● Stated task: Rewrite the data below, replacing "single point" with "lone marker" everywhere and leaving every other part untouched.

········

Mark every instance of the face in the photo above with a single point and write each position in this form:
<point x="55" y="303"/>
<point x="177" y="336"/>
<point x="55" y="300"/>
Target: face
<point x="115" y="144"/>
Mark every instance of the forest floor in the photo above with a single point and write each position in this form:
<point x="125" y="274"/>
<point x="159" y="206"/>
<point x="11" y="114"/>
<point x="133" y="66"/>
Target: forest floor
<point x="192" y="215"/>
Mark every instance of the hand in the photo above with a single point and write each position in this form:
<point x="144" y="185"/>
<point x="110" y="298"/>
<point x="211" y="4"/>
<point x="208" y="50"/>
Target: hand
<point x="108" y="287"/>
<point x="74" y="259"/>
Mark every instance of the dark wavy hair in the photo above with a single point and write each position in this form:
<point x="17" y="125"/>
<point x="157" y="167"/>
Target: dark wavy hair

········

● Task answer:
Mark every instance of the face in the photo above with a lone marker and write each position in this form:
<point x="55" y="303"/>
<point x="177" y="336"/>
<point x="55" y="300"/>
Target: face
<point x="115" y="144"/>
Mark every instance of the forest floor in the photo above with a lone marker and write each position in this form:
<point x="125" y="274"/>
<point x="159" y="206"/>
<point x="11" y="114"/>
<point x="133" y="66"/>
Target: forest floor
<point x="192" y="215"/>
Mark every instance of the hand in the photo above with a lone marker and write each position in this form:
<point x="144" y="185"/>
<point x="110" y="298"/>
<point x="211" y="4"/>
<point x="208" y="50"/>
Target: hand
<point x="108" y="287"/>
<point x="74" y="259"/>
Mark every instance of the dark wavy hair in the photo above with a lone marker and write each position in this form:
<point x="17" y="125"/>
<point x="157" y="167"/>
Target: dark wavy hair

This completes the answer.